begin Document passage

The lost world is a subgenre of the fantasy or science fiction genres that involves the discovery of an unknown Earth civilization. It began as a subgenre of the late-Victorian adventure romance and remains popular into the 21st century.

The genre arose during an era when Westerners were discovering the remnants of lost civilizations around the world, such as the tombs of Egypt's Valley of the Kings, the semi-mythical stronghold of Troy, the jungle-shrouded pyramids of the Maya, and the cities and palaces of the empire of Assyria. Thus, real stories of archaeological finds by imperial adventurers succeeded in capturing the public's imagination. Between 1871 and the First World War, the number of published lost world narratives, set in every continent, increased significantly.

The genre has similar themes to "mythical kingdoms", such as Atlantis and El Dorado.

History

King Solomon's Mines (1885) by H. Rider Haggard is sometimes considered the first lost world narrative. Haggard's novel shaped the form and influenced later lost world narratives, including Rudyard Kipling's The Man Who Would Be King (1888), Arthur Conan Doyle's The Lost World (1912), Edgar Rice Burroughs' The Land That Time Forgot (1918), A. Merritt's The Moon Pool (1918), and H. P. Lovecraft's At the Mountains of Madness (1931).

Earlier works, such as Edward Bulwer-Lytton's Vril: The Power of the Coming Race (1871) and Samuel Butler's Erewhon (1872) use a similar plot as a vehicle for Swiftian social satire rather than romantic adventure. Other early examples are Simon Tyssot de Patot's Voyages et Aventures de Jacques Massé (1710), which includes a prehistoric fauna and flora, and Robert Paltock's The Life and Adventures of Peter Wilkins (1751), an 18th-century imaginary voyage inspired by both Defoe and Swift, where a man named Peter Wilkins discovers a race of winged people on an isolated island surrounded by high cliffs as in Burroughs's Caspak. The 1820 Hollow Earth novel Symzonia has also been cited as the first of the lost world form, and Jules Verne's Journey to the Center of the Earth (1864) and The Village in the Treetops (1901) popularized the theme of surviving pockets of prehistoric species. J.-H. Rosny aîné would later publish The Amazing Journey of Hareton Ironcastle (1922), a novel where an expedition in the heart of Africa discovers a mysterious area with an ecosystem from another world, with alien flora and fauna. Edgar Allan Poe's The Narrative of Arthur Gordon Pym of Nantucket (1838) has certain lost world elements towards the end of the tale.

James Hilton's Lost Horizon (1933) enjoyed popular success in using the genre as a takeoff for popular philosophy and social comment. It introduced the name Shangri-La, a meme for the idealization of the lost world as a Paradise. Similar books where the inhabitants of the lost world are seen as superior to the outsiders, are Joseph O'Neill's Land under England (1935) and Douglas Valder Duff's Jack Harding’s Quest (1939).

Hergé also explores the theme in his Tintin comics The Seven Crystal Balls and Prisoners of the Sun (1944–48). Here the protagonists encounter an unknown Inca kingdom in the Andes.

Contemporary examples

Contemporary American novelist Michael Crichton invokes this tradition in his novel Congo (1980), which involves a quest for King Solomon's mines, fabled to be in a lost African city called Zinj. During the 1990s, James Gurney published a series of juvenile novels about a lost island called Dinotopia, in which humans live alongside living dinosaurs.

end Document passage
begin Data excerpts

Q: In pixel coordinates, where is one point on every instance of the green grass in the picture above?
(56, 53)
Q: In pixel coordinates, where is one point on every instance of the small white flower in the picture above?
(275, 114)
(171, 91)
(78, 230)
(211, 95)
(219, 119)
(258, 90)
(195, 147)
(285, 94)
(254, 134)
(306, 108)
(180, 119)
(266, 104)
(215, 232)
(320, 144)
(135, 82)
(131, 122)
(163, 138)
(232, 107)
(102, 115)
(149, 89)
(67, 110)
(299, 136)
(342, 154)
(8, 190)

end Data excerpts

#### Instructions for the task:
Carry on the passage about the lost world genre, starting right after its final sentence. The entries are separate material and are not part of the passage on the lost world genre.

#### Expected output:
In video games, it is most notably present in the Tomb Raider and Uncharted franchises. 

The Hanna-Barbera action cartoon Space Ghost features a segment "Dino Boy in the Lost Valley", about a young boy named Todd who survives a plane crash and lands in a hidden prehistoric valley in South America. In another Hanna-Barbera cartoon Valley of the Dinosaurs science professor John Butler and his family - wife Kim, teenage daughter Katie, young son Greg, and dog Digger - are on a rafting trip along the Amazon River in an uncharted river canyon when they are suddenly swept through a cavern and caught in a whirlpool. Upon resurfacing, they find themselves in a mysterious realm where humans coexist with various prehistoric creatures, including dinosaurs. The Butlers meet and befriend a clan of Neanderthal cavepeople.

In movies, the Indiana Jones franchise makes use of similar concepts. Also comics make use of the idea, such as the Savage Land in Marvel Comics and Themyscira in DC comics.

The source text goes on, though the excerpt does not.